[Items]

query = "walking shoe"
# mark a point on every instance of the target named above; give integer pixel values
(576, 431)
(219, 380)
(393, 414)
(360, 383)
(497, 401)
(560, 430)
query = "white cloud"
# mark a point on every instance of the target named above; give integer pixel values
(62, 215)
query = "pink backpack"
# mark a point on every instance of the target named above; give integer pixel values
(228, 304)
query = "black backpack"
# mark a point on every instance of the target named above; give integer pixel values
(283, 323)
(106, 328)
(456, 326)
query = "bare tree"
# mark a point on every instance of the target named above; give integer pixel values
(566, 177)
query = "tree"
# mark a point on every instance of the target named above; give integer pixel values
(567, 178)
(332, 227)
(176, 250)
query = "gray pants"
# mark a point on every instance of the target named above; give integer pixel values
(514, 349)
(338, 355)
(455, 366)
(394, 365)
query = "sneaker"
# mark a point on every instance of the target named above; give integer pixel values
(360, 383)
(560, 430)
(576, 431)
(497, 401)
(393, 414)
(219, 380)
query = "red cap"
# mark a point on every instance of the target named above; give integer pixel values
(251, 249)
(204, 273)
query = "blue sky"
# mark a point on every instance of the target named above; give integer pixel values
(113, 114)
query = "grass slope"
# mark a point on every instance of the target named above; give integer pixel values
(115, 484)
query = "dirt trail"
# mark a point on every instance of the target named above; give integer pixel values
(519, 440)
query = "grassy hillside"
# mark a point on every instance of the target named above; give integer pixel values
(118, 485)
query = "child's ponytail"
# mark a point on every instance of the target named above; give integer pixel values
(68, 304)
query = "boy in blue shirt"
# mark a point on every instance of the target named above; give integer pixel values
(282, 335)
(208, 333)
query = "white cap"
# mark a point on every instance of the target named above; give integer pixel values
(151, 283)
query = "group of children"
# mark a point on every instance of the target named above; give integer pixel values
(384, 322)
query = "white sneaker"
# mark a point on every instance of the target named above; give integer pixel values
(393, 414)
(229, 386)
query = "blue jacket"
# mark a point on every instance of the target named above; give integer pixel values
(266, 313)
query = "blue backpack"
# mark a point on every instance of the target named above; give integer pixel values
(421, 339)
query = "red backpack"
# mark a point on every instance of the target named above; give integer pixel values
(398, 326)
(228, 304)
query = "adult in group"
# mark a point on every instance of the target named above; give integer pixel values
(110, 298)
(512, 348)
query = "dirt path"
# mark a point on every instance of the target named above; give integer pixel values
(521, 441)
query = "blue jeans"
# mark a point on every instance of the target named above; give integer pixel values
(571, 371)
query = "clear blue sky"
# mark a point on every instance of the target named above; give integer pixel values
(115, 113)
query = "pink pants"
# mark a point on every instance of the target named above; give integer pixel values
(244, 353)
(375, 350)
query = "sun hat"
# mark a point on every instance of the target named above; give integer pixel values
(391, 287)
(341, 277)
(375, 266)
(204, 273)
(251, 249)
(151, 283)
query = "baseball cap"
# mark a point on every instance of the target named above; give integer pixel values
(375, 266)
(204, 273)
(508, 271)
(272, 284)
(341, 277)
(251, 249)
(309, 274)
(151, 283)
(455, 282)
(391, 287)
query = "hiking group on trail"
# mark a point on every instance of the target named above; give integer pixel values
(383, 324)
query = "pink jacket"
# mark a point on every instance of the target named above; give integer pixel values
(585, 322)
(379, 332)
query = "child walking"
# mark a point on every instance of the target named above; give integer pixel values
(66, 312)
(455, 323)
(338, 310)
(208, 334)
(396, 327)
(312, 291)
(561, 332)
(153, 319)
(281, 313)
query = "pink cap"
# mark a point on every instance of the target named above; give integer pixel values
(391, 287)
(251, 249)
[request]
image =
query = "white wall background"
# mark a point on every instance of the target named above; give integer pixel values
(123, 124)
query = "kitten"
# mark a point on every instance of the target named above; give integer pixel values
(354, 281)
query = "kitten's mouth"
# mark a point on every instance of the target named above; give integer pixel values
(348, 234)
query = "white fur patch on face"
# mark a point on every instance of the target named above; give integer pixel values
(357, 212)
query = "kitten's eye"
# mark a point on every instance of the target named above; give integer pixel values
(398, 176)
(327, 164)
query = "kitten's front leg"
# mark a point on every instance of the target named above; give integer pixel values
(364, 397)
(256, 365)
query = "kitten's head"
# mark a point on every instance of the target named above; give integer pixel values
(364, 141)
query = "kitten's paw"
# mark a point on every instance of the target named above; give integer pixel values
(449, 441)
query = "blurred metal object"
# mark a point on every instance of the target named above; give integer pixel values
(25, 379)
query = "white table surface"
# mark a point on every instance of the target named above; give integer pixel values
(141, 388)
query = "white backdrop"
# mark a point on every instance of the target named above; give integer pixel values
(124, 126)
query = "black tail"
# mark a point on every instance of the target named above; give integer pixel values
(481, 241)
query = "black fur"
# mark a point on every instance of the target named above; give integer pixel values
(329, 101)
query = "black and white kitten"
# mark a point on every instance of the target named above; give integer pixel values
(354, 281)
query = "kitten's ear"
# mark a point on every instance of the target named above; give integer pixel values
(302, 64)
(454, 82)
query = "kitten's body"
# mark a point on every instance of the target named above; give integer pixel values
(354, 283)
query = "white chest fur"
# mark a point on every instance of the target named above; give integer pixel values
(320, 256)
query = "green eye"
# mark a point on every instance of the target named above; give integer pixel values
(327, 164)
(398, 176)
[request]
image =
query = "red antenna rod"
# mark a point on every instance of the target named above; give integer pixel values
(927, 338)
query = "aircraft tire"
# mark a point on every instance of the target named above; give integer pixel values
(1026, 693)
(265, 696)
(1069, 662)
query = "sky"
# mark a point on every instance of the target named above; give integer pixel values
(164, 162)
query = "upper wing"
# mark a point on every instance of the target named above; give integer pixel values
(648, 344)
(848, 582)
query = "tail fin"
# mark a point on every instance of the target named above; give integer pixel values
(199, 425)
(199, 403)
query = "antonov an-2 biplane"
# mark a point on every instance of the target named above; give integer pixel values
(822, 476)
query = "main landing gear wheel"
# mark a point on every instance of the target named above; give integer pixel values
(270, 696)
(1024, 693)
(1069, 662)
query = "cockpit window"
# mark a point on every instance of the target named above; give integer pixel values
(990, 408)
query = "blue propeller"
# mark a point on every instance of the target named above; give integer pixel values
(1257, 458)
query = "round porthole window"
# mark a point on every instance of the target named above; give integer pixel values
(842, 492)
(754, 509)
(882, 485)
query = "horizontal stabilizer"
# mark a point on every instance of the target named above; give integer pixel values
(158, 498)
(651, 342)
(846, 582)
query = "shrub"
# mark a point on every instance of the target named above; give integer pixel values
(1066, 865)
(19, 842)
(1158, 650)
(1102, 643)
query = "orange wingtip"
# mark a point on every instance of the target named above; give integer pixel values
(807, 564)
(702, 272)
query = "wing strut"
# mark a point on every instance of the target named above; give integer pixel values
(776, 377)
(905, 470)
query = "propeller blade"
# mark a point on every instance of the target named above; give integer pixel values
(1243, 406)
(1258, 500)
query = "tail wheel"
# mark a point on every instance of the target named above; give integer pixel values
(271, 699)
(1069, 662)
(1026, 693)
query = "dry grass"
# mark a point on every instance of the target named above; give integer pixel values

[Given exercise]
Report every line of the entries above that contains the word "group".

[Answer to this task]
query = "group of children"
query = "adult in group"
query = "hiking group on trail"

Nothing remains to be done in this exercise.